■ AIM ■
Which lines in the entries below contain the string "wood"? Pick out each of them and copy it in full.
((
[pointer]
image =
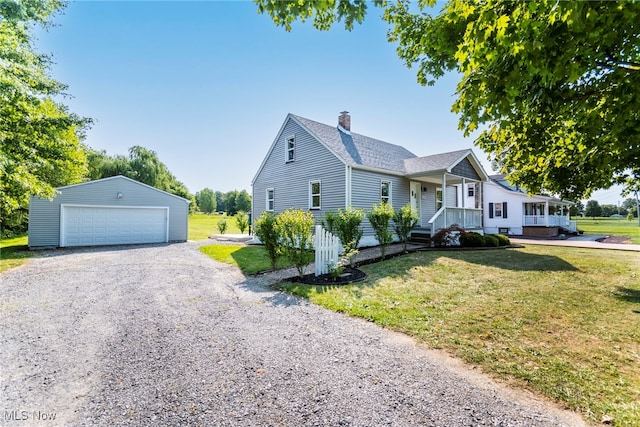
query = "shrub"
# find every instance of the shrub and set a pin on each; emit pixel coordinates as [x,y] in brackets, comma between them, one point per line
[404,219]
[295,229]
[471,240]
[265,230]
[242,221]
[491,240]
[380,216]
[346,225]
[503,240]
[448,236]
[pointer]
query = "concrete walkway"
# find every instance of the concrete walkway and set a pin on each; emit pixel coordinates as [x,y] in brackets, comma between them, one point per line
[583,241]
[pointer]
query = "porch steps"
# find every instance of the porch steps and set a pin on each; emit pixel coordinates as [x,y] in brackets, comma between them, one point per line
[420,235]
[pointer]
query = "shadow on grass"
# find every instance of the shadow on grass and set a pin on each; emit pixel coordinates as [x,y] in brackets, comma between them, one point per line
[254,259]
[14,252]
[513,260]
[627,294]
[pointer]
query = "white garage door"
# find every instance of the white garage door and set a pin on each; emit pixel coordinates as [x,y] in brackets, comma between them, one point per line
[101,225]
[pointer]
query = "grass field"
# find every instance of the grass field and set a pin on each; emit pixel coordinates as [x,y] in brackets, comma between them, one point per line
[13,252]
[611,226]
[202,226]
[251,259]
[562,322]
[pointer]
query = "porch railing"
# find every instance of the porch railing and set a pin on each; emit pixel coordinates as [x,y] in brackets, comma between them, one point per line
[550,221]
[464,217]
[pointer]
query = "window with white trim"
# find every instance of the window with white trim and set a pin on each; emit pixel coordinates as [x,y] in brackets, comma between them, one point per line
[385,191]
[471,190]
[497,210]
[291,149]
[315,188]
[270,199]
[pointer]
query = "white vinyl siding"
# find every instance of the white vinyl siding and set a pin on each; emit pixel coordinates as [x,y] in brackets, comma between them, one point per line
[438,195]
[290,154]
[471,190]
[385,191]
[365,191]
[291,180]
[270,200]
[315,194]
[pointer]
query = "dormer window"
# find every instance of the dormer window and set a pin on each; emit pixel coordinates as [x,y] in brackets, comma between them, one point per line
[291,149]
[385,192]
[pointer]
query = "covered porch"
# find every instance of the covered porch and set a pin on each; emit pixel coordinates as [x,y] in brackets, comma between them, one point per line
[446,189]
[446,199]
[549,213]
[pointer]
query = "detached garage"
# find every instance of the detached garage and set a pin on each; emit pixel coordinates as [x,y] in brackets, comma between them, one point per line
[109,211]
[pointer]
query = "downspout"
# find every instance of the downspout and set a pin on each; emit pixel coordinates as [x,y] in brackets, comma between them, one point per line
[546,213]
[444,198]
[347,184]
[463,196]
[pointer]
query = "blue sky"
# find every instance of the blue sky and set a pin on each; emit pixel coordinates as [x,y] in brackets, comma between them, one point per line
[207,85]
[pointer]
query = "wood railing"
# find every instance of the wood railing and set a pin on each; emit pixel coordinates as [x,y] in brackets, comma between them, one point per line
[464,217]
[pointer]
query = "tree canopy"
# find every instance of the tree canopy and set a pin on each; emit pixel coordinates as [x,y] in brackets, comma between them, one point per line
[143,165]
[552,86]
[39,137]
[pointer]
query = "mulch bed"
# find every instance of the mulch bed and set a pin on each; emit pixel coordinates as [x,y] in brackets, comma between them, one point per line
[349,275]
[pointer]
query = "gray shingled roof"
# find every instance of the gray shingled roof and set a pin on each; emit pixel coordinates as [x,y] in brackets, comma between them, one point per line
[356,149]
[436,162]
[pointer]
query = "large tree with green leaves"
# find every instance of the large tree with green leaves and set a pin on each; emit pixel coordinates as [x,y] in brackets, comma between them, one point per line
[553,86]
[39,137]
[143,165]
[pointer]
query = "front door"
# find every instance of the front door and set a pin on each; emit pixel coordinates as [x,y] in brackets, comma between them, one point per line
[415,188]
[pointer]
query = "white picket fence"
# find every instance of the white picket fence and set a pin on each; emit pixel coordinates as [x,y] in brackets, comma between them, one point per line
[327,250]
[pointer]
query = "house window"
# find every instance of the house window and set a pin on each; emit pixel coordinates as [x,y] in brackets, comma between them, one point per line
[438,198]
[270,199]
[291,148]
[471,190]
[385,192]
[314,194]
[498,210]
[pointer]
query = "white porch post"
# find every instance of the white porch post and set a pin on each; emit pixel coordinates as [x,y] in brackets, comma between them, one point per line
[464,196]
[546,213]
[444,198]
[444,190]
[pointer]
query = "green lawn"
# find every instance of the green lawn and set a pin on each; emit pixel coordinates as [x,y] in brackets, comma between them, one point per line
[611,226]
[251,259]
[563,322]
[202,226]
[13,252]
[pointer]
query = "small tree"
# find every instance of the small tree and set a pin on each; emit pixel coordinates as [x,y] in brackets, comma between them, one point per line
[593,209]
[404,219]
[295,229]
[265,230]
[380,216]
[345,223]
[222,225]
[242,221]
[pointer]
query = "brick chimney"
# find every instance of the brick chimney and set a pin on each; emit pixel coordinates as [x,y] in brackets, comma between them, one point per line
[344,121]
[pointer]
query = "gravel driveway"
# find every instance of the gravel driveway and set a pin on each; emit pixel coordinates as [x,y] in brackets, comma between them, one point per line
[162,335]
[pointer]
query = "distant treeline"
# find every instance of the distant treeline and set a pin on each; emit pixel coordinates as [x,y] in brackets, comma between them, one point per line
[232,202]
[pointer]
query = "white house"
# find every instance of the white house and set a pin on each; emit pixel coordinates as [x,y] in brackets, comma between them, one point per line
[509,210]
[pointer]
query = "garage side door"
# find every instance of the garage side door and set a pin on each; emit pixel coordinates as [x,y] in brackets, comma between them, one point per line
))
■ FINISHED EXERCISE ■
query = "wood railing"
# find every instance of the wood railing and set a pin on each; emit pixel coordinates as [x,y] in brackets, comma between them, one point per line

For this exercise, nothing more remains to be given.